#### Work request 1
Answer each question using the passage on sequestered epidural catheter fragments.
(a) How did the segment retrieved in the case described by De Armendi et al. appear?
(b) What was found at the 6-month followup of the 56-yr-old man?
(c) What procedure does removal of the epidural catheter fragment require?
#### Work request 2
Continue the passage on sequestered epidural catheter fragments from the point where it ends.

#### Provided passage
==*==
The patient was discharged the following day without further sequelae or problems.

Although the potential for an epidural catheter to fracture and for the broken catheter segment to be sequestered within the epidural space has long been known, it has rarely been reported. This is only the second report of a sequestered epidural catheter fragment in a pediatric patient and the first to be published in a refereed journal. De Armendi et al. described a similar patient in whom a tunneled, pediatric epidural catheter was discovered to be fractured at the time of removal.** When the sequestered segment was surgically retrieved, it appeared to be sheared. This is in contrast to our patient in whom the catheter was neither tunneled nor sheared. Rather, the two segments appeared to be twisted or crimped before fracturing (F3-26).

Optimal management of a sequestered epidural catheter is unknown. Sequestration of a segment of epidural catheter can lead to multiple complications, including infection, fibrosis, and nerve injury. Fibrosis with spinal canal narrowing resulting in lower extremity weakness and pain has been reported as a complication of a sequestered catheter in an adult patient. The patient underwent a lumbar laminectomy with removal of the epidural mass, has made an uneventful recovery, and has been asymptomatic to date. Epidural catheter sequestration in a 56-yr-old man was reported nearly three decades ago. That patient had no neurologic abnormalities at a 6-month followup. .

Because epidural catheters are manufactured of biologically inert plastic materials, many textbooks recommend leaving the sequestered portion of the catheter in place rather than attempting surgical removal. Although this may be a reasonable management option in some adult patients, it may not be in a child. In a growing 2-yr-old child, the time the catheter is left in situ would be much longer than in an adult and would expose the patient to a greater potential risk of infection, fibrosis, fragment migration, erosion through dura, and irritation of neural tissues. The alternative, removal of the epidural catheter fragment, requires a laminectomy, which in a 2-yr-old may disrupt spinal development and result in scoliosis.
==*==
#### Input data

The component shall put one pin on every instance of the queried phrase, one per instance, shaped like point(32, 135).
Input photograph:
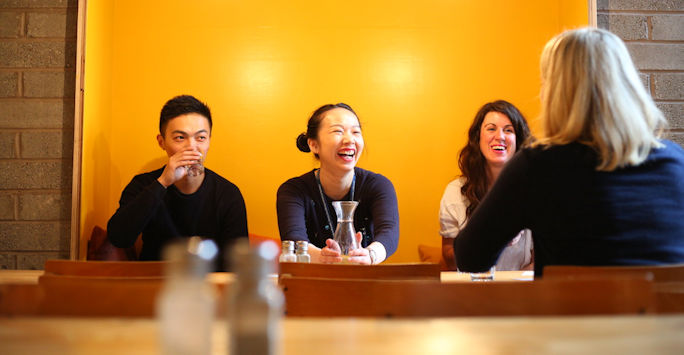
==*==
#### Result 1
(a) It appeared to be sheared.
(b) He had no neurologic abnormalities.
(c) It requires a laminectomy.

#### Result 2
Several studies have reported the safety and effectiveness of caudal anesthesia in pediatric patients. These have been limited primarily to single dose, "through the needle" administration techniques. There are few reports of complications associated with continuous epidural infusions through catheters placed intraoperatively despite the increasing use of this technique in many centers performing pediatric anesthetics. The report by Strafford et al. discussed only infectious complications of pediatric epidural catheters and made no comments regarding other complications. .

Diagnostic imaging was crucial in determining the course of our management plan. Computed tomography can delineate the site where the proximal and distal ends of a sequestered catheter lie. If a segment of catheter lies above the epidural canal and below the skin, catheter removal is relatively easy and is the course of action we would recommend. If the sequestered fragment is entirely within the spinal canal, the parents, neurosurgeons, and anesthesiologists will have to weigh the risks and benefits of leaving the catheter fragment in situ versus operative intervention.

In conclusion, we recommend obtaining a computed tomography scan and neurosurgical consultation as soon as possible after the recognition of a retained epidural catheter fragment. In our patient, computed tomography identified a subcutaneous fragment of the sequestered epidural catheter, which allowed removal by skin incision alone.

* Wedel DJ: Neurologic complications of central neural blockage, 44th Annual Refresher Course Lectures and Clinical Update Program. Lecture 253. Park Ridge, American Society of Anesthesiologists, 1993.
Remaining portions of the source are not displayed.